Task statement
Output all lines exactly, with nothing added or dropped.

★ ★ ★ ★ ★ ★ ★

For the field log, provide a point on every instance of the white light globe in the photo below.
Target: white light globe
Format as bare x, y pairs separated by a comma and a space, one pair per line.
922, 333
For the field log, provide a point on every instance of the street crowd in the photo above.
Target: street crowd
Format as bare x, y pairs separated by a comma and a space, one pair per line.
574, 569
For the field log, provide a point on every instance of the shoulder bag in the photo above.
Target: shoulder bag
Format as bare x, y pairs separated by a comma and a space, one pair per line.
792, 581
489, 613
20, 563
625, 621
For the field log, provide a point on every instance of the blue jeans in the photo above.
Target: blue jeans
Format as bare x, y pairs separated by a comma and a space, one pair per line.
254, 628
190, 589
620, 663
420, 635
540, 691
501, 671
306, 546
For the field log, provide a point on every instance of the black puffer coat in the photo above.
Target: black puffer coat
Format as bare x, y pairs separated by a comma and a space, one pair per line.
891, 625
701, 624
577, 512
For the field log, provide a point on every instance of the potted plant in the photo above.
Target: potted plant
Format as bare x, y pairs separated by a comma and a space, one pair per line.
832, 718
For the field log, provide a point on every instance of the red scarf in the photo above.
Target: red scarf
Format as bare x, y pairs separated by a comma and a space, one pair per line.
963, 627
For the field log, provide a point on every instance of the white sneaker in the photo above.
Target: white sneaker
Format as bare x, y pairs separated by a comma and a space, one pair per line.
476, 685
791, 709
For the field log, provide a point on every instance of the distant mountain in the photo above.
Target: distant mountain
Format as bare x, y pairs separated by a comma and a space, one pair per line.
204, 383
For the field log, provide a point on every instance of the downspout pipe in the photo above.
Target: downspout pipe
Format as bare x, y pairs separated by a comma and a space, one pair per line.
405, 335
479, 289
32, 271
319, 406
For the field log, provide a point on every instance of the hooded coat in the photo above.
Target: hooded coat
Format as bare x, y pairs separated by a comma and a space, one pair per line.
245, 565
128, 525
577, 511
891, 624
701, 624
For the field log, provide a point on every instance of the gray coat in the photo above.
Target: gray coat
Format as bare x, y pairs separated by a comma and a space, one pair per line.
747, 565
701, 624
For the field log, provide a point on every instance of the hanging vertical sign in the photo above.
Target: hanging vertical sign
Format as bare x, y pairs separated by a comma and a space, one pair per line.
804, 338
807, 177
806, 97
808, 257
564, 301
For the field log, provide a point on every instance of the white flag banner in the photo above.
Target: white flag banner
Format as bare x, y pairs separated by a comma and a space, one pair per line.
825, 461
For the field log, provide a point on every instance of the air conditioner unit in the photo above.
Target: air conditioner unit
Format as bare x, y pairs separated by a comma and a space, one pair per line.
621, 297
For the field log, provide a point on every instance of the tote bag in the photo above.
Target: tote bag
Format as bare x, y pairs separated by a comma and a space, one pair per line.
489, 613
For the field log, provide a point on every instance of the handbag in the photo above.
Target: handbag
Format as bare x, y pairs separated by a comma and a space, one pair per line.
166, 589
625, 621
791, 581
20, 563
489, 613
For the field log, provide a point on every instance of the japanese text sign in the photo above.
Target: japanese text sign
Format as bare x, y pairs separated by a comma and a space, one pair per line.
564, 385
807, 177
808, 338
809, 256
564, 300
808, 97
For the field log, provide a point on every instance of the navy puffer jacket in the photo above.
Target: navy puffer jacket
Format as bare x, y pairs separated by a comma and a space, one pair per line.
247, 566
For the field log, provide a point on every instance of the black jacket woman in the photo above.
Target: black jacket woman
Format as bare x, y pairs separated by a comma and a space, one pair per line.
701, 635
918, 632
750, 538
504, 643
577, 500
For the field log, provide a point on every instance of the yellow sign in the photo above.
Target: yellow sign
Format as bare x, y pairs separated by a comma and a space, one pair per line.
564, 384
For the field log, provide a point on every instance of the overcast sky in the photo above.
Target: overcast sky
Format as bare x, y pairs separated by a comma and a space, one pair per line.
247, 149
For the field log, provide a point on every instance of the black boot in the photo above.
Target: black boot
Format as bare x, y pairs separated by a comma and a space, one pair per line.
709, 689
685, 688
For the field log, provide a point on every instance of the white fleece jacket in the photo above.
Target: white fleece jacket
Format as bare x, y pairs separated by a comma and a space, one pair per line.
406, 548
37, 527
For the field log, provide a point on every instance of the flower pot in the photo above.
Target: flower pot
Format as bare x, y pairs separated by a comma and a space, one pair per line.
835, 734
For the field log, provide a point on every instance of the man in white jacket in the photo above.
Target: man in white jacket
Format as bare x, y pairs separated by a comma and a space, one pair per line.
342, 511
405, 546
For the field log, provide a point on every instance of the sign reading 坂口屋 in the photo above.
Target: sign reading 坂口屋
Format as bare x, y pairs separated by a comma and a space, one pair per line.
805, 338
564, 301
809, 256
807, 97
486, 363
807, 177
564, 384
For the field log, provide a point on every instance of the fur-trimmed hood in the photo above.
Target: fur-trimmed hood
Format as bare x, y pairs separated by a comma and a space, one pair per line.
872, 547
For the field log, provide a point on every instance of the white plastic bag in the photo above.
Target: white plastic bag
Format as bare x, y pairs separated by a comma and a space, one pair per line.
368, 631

★ ★ ★ ★ ★ ★ ★

Solution to the problem
For the field log, provide a point on every instance of the white light globe in the photo below.
Target: white light globe
Format as bare x, y pairs separated by a comma and a space, one pair per line.
922, 333
For the field log, provide a point on every instance of the street crowd in the photo above.
Target: street crowd
Format as bare x, y pairs separated by a comma and a space, one pair per line.
574, 569
For the field log, provide a point on every instance of the shoulder bag in the photo above.
Target: shoulder bag
Format as bare x, y pairs separated by a comma and a space, one pair per line.
792, 581
489, 613
20, 563
625, 621
For the field log, provide a point on every instance of the blue jeans in the photo above.
Target: blue jeans
Format as bare x, y pairs separated by a comma and a space, one pair per line.
254, 628
190, 589
620, 663
420, 635
540, 691
501, 671
306, 546
For the field log, provide a point on every instance of the black puffer coat in the photo above.
Target: black puffer coat
Format as bare x, y pairs separated by a comma and a space, one pair per line.
891, 625
701, 624
577, 512
For the field log, provide a point on every instance of the potted plant in the photo above.
Target: potted plant
Format as bare x, y pairs separated by a comma and a space, one pair per line.
832, 718
For the field log, provide a point on every instance of the red scarf in the photo above.
Target: red scarf
Format as bare x, y pairs separated by a comma and a space, one pair per line.
963, 627
For the field log, provide a point on every instance of the white sneaker in the photo above.
Target: white sneaker
Format as bare x, y pairs separated by a comma and a space, one pair per line.
476, 685
791, 709
For the field log, provide a point on every instance of the distant mountain in the photo above.
Target: distant mountain
Format as bare x, y pairs separated by a comma and a space, one pair per line.
204, 383
For the field log, provide a point on every instance of the downspout pipe in the photo above.
Target: downspout pipe
Format as bare x, y pairs separated by a comma and a space, one pair per line.
405, 335
479, 289
32, 271
319, 406
For the field log, provide a point on every instance of the hooded coat in the photo above.
Target: hooded coat
Format as bare x, y pairs separated by a comma and a space, one pair per line.
245, 565
128, 525
577, 511
891, 624
701, 624
For the field log, provide a point on every instance of the gray coat in the photo above.
Target: gray coat
Format as bare x, y pairs separated by a comma and a space, one pair per line.
747, 565
701, 624
For the field log, provide a point on every instance of the hanging vertical sign in the photo above.
Target: hanging vertical sign
Format as bare x, y pairs separated by a comma and a space, one pair per line.
804, 338
807, 177
806, 97
808, 257
564, 301
For the field log, provide a point on every instance of the white flag banner in the photo above.
Target: white flag banner
Format as bare x, y pairs separated by a comma and a space, one pair per line.
825, 461
For the field log, provide a point on every instance of the air conditioner unit in the photo above.
Target: air conditioner unit
Format as bare x, y pairs separated by a comma and a space, one pair per line.
621, 297
For the field log, provide a point on every instance of the tote bag in the photo above.
Target: tote bag
Format as bare x, y pairs separated by a comma and a space, one pair per line.
489, 613
For the field log, provide a point on every instance of the handbag in the photo above.
Target: handbag
Format as bare x, y pairs separated by a comma and a space, one pair per line.
166, 589
625, 621
791, 581
20, 563
489, 613
For the field log, provide a point on every instance of the japanese text sign in the photo above.
Target: japanese text sign
Format as bare x, y pairs separated by a comma and a space, one pair per line.
564, 385
807, 177
808, 338
809, 256
564, 300
808, 97
For the field log, provide a point on every instance of the navy puffer jacket in the photo above.
Target: navy puffer jacket
Format as bare x, y pairs separated by a comma and a space, one pair per line.
247, 566
For the field log, provide a point on every instance of the black jacket woman in the photo above.
Target: black jacket woman
Format as bare x, y pairs separated by a comma and a space, one pair per line.
701, 635
918, 632
750, 538
504, 643
577, 500
For the field log, provide a point on every instance of the yellow sign in the photo above.
Target: yellow sign
Format as bare x, y pairs separated by a comma and a space, one pair per line.
564, 384
For the field log, provide a point on every instance of the overcast sky in the photo above.
Target: overcast sky
Format as bare x, y pairs separated by a comma and a space, one pair per line.
247, 149
For the field log, provide a point on every instance of the black boot in the photo above.
Target: black boot
Format as bare x, y pairs separated by a comma and a space, one pair per line.
709, 689
685, 688
For the field log, provide a point on every instance of the white fleece jacket in the photo above.
Target: white fleece jacket
Format as bare x, y pairs separated by a comma and a space, one pair per line.
406, 548
37, 527
For the field log, provide a point on every instance of the flower pot in the photo above.
Target: flower pot
Format as bare x, y pairs separated by a comma and a space, one pair per line.
835, 734
For the field log, provide a point on every instance of the man in white jacket in the photo above.
Target: man in white jacket
Format as bare x, y pairs separated by a comma and a space, one pair per line.
342, 511
405, 546
For the field log, provide a point on every instance of the sign reading 坂口屋 in the photo above.
Target: sign reading 坂口屋
Format as bare x, y pairs separated by a comma and a space, one pair per line.
805, 338
564, 301
809, 256
807, 97
486, 363
807, 177
564, 384
For the field log, provide a point on every instance of the fur-trimmed hood in the photo above.
Target: fur-trimmed hood
Format as bare x, y pairs separated by a comma and a space, one pair per line.
872, 547
For the field log, provide a point on every instance of the white plastic bag in the photo above.
Target: white plastic bag
Format as bare x, y pairs separated by a comma and a space, one pair per line.
368, 631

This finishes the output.